Record extracts
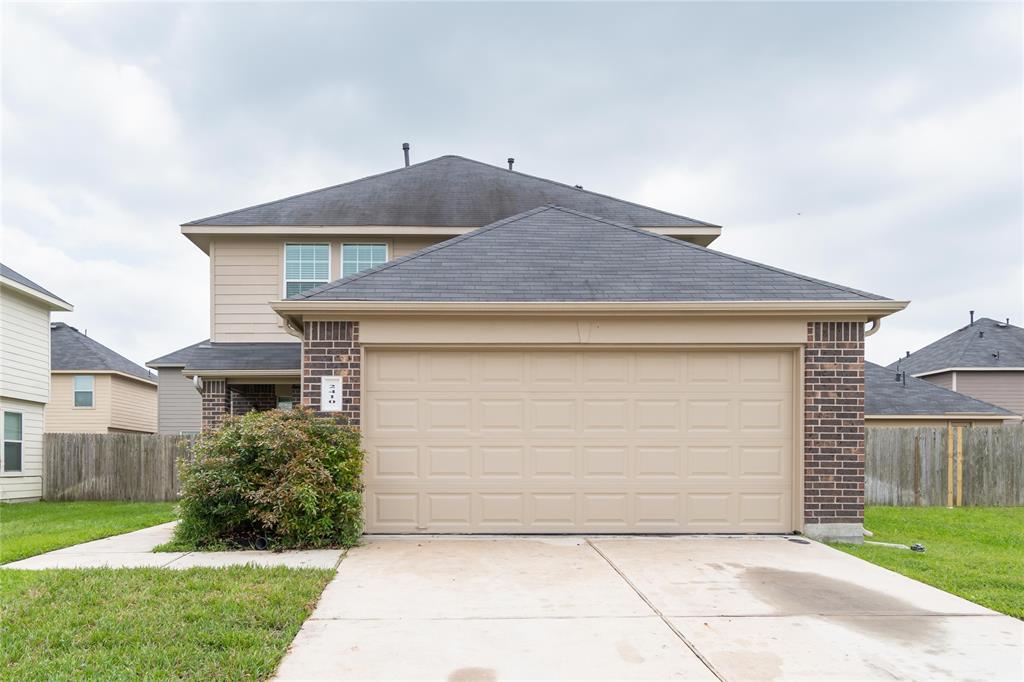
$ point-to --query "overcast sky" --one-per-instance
(878, 145)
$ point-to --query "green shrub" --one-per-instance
(291, 478)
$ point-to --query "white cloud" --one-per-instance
(901, 155)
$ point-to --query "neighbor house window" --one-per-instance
(358, 257)
(83, 391)
(306, 265)
(12, 441)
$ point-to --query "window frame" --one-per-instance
(75, 391)
(20, 441)
(284, 264)
(344, 245)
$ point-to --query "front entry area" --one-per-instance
(595, 441)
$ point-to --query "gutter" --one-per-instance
(837, 310)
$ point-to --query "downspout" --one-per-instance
(292, 329)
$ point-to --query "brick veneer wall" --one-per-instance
(249, 397)
(834, 423)
(215, 402)
(332, 349)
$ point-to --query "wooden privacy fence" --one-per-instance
(112, 466)
(981, 466)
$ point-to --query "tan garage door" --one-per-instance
(579, 441)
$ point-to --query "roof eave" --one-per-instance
(930, 373)
(125, 375)
(946, 415)
(862, 309)
(52, 303)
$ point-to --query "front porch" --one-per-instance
(223, 397)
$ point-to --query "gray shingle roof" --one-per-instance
(26, 282)
(449, 190)
(177, 357)
(987, 343)
(210, 355)
(885, 395)
(557, 254)
(73, 351)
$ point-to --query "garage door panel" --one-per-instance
(449, 461)
(563, 441)
(553, 462)
(604, 462)
(502, 462)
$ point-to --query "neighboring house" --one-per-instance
(522, 355)
(25, 381)
(179, 409)
(984, 359)
(892, 398)
(95, 390)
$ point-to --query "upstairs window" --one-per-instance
(83, 391)
(358, 257)
(306, 265)
(12, 441)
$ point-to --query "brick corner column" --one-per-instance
(834, 431)
(332, 349)
(215, 403)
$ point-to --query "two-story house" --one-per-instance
(523, 355)
(25, 381)
(94, 389)
(983, 359)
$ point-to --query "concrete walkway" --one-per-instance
(134, 550)
(698, 608)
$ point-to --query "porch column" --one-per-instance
(834, 431)
(215, 403)
(332, 349)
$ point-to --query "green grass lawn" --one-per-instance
(30, 528)
(104, 624)
(974, 552)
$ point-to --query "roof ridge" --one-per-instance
(590, 192)
(639, 230)
(90, 345)
(435, 159)
(310, 192)
(930, 386)
(689, 245)
(422, 252)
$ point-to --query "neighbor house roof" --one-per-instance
(177, 357)
(243, 356)
(73, 351)
(887, 394)
(986, 344)
(558, 254)
(24, 283)
(450, 190)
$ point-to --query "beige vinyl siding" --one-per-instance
(180, 406)
(1003, 388)
(247, 272)
(246, 276)
(133, 405)
(64, 417)
(25, 348)
(27, 484)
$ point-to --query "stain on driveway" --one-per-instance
(685, 608)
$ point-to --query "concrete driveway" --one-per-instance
(689, 608)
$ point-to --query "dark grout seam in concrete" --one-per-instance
(656, 610)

Task requirements
None of the pictures should appear; repeat the records exactly otherwise.

Output of the task
$ point-to --query "overcast sky" --one-per-instance
(878, 145)
$ point-to --query "green shrub" --one-per-instance
(291, 478)
$ point-to --query "white cloud" --one-per-instance
(901, 155)
$ point-to --query "neighbor house window" --one-per-instance
(358, 257)
(83, 391)
(306, 265)
(12, 441)
$ point-to --query "window frame" --one-per-instance
(75, 391)
(20, 441)
(284, 264)
(344, 245)
$ point-to --query "front entry area" --one-per-instance
(595, 441)
$ point-to --query "gutter" --one-per-instance
(837, 310)
$ point-to --query "downspout" --one-per-instance
(292, 329)
$ point-to --query "brick veneer wall" --one-per-instance
(249, 397)
(834, 423)
(215, 402)
(332, 349)
$ point-to --query "wooden privacy fence" --one-per-instance
(112, 466)
(981, 466)
$ point-to --query "tan garage door" --one-per-instance
(579, 441)
$ point-to --query "roof eave" --one-per-instance
(930, 373)
(125, 375)
(946, 415)
(862, 309)
(52, 303)
$ point-to --query "front porch" --one-per-instance
(223, 397)
$ point-to --query "gray shingle roof" --one-per-instance
(26, 282)
(449, 190)
(177, 357)
(987, 343)
(210, 355)
(885, 395)
(557, 254)
(73, 351)
$ point-to --query "garage door panel" --one-per-instance
(449, 461)
(563, 441)
(553, 462)
(604, 462)
(502, 462)
$ point-to --query "neighboring house" --one-per-instance
(522, 355)
(25, 381)
(179, 409)
(984, 359)
(892, 398)
(95, 390)
$ point-to --query "upstairs window" --one-per-instance
(83, 391)
(358, 257)
(306, 265)
(12, 441)
$ point-to --query "brick corner column" --one-per-instance
(834, 431)
(332, 349)
(215, 403)
$ point-to --query "two-story house" --one-per-instance
(523, 355)
(25, 381)
(94, 389)
(983, 359)
$ point-to --query "concrete walkway" --one-per-instance
(134, 550)
(698, 608)
$ point-to --query "porch column" --one-per-instance
(834, 431)
(215, 403)
(332, 349)
$ point-to --query "green grass lawn" --one-per-instance
(30, 528)
(104, 624)
(974, 552)
$ point-to --query "roof ridge" --one-per-instance
(590, 192)
(639, 230)
(90, 345)
(435, 159)
(310, 192)
(930, 386)
(689, 245)
(422, 252)
$ point-to --query "neighbor house roof" --one-per-instance
(177, 357)
(243, 356)
(73, 351)
(887, 394)
(986, 344)
(558, 254)
(24, 283)
(450, 190)
$ point-to --query "beige vinyl siding" --one-per-instance
(180, 406)
(1003, 388)
(247, 272)
(246, 276)
(133, 405)
(64, 417)
(25, 348)
(27, 484)
$ point-to --query "stain on driveway" --one-per-instance
(685, 608)
$ point-to --query "concrete driveway" --one-per-instance
(689, 608)
$ point-to --query "dark grout seam in concrete" --one-per-instance
(656, 610)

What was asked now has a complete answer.